| Exercise requirements |
Copy out each line of the records below word for word.

| Source information |
================================
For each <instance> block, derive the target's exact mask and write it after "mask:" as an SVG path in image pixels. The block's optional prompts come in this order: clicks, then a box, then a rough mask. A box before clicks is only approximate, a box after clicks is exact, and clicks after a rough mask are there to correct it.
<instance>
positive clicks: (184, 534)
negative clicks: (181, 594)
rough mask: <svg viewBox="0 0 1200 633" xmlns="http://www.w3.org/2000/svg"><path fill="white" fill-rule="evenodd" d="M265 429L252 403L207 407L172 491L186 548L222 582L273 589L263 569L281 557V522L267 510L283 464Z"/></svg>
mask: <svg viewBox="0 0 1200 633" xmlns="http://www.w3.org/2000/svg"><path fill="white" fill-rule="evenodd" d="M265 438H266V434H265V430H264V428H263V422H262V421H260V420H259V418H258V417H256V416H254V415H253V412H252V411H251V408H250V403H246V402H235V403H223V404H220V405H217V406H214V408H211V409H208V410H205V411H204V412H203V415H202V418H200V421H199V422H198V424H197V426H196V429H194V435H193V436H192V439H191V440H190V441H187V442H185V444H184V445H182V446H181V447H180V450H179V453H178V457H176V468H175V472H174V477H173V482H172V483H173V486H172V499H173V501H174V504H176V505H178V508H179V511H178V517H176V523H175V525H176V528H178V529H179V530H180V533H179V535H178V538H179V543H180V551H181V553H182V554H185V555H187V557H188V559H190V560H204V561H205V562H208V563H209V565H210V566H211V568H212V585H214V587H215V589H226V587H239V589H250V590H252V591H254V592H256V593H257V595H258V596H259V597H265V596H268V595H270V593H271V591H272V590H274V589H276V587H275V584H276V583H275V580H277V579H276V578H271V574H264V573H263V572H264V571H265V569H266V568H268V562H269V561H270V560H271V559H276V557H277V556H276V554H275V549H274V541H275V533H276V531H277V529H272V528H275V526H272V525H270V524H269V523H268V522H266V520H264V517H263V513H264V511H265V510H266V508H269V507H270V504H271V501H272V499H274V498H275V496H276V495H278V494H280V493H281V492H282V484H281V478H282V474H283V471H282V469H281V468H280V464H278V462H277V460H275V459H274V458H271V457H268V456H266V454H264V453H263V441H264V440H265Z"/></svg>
================================
| Exercise output |
For each <instance> block, derive the target's exact mask and write it after "mask:" as an SVG path in image pixels. The block's optional prompts come in this order: clicks, then a box, then a rough mask. A box before clicks is only approximate, a box after clicks is exact, and clicks after a rough mask are there to correct it.
<instance>
positive clicks: (184, 534)
negative clicks: (181, 594)
rough mask: <svg viewBox="0 0 1200 633" xmlns="http://www.w3.org/2000/svg"><path fill="white" fill-rule="evenodd" d="M265 429L252 403L207 407L172 491L186 548L222 582L273 589L263 569L281 557V522L267 510L283 464Z"/></svg>
mask: <svg viewBox="0 0 1200 633" xmlns="http://www.w3.org/2000/svg"><path fill="white" fill-rule="evenodd" d="M265 438H266V434H265V430H264V428H263V422H262V421H260V420H259V418H258V417H256V416H254V415H253V412H252V411H251V408H250V403H246V402H235V403H223V404H220V405H217V406H214V408H211V409H208V410H205V411H204V412H203V415H202V418H200V421H199V422H198V424H197V426H196V429H194V435H193V436H192V439H191V440H190V441H187V442H185V444H184V445H182V446H181V447H180V450H179V453H178V457H176V468H175V472H174V477H173V482H172V483H173V486H172V499H173V501H174V504H176V505H178V508H179V511H178V517H176V523H175V525H176V528H178V529H179V530H180V533H179V535H178V538H179V543H180V551H181V553H182V554H185V555H187V557H188V559H190V560H204V561H205V562H208V563H209V565H210V566H211V568H212V585H214V587H215V589H226V587H239V589H250V590H252V591H254V592H256V593H257V595H258V596H259V597H265V596H268V595H270V593H271V591H272V590H274V589H276V587H275V584H276V583H275V580H277V579H276V578H271V574H264V573H263V572H264V571H265V569H266V568H268V562H269V561H270V560H271V559H276V557H277V556H276V554H275V549H274V541H275V533H276V531H277V529H272V528H275V526H272V525H270V524H269V523H268V522H266V520H264V517H263V513H264V511H265V510H266V508H269V507H270V504H271V501H272V499H274V498H275V496H276V495H278V494H280V493H281V492H282V484H281V478H282V474H283V471H282V469H281V468H280V464H278V462H277V460H275V459H274V458H271V457H268V456H266V454H264V453H263V441H264V440H265Z"/></svg>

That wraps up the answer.